» Source data
------------------------------------------------------------
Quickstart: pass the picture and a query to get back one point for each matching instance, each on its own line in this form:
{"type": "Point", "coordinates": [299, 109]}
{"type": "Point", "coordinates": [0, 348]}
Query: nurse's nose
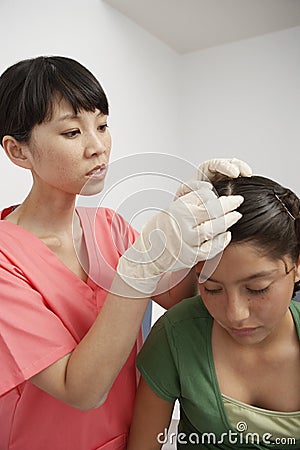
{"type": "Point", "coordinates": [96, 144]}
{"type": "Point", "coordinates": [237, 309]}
------------------------------------------------------------
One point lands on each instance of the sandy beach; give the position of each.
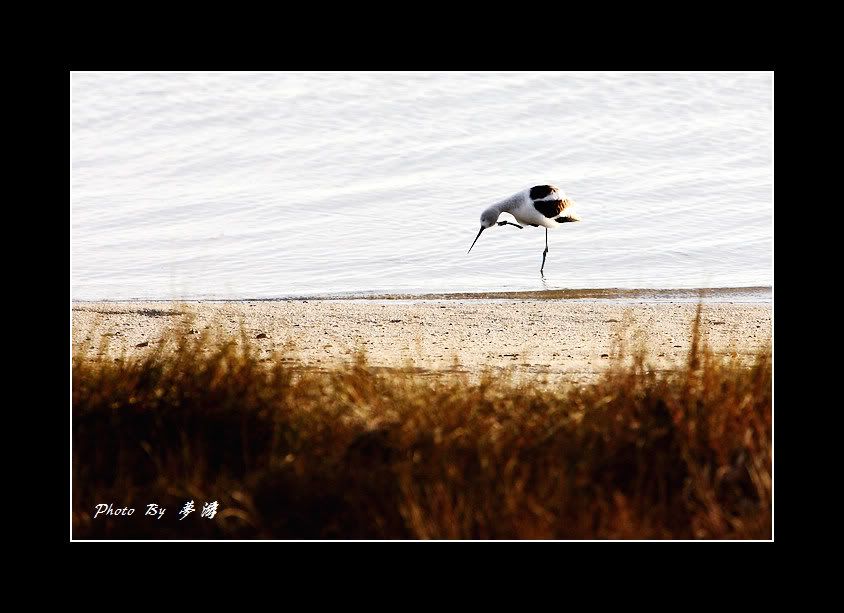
------------------------------------------------------------
» Your instructions
Rewrite the lines starting with the one containing "Quickstart: pass the" and ending with the one containing "Query: nurse's nose". Change "matching instance" to "matching object" and leave everything else as it is.

» Output of the exercise
Quickstart: pass the picture and a query to get back one point for each matching object, each on its own line in this form:
{"type": "Point", "coordinates": [299, 109]}
{"type": "Point", "coordinates": [0, 348]}
Query: nurse's nose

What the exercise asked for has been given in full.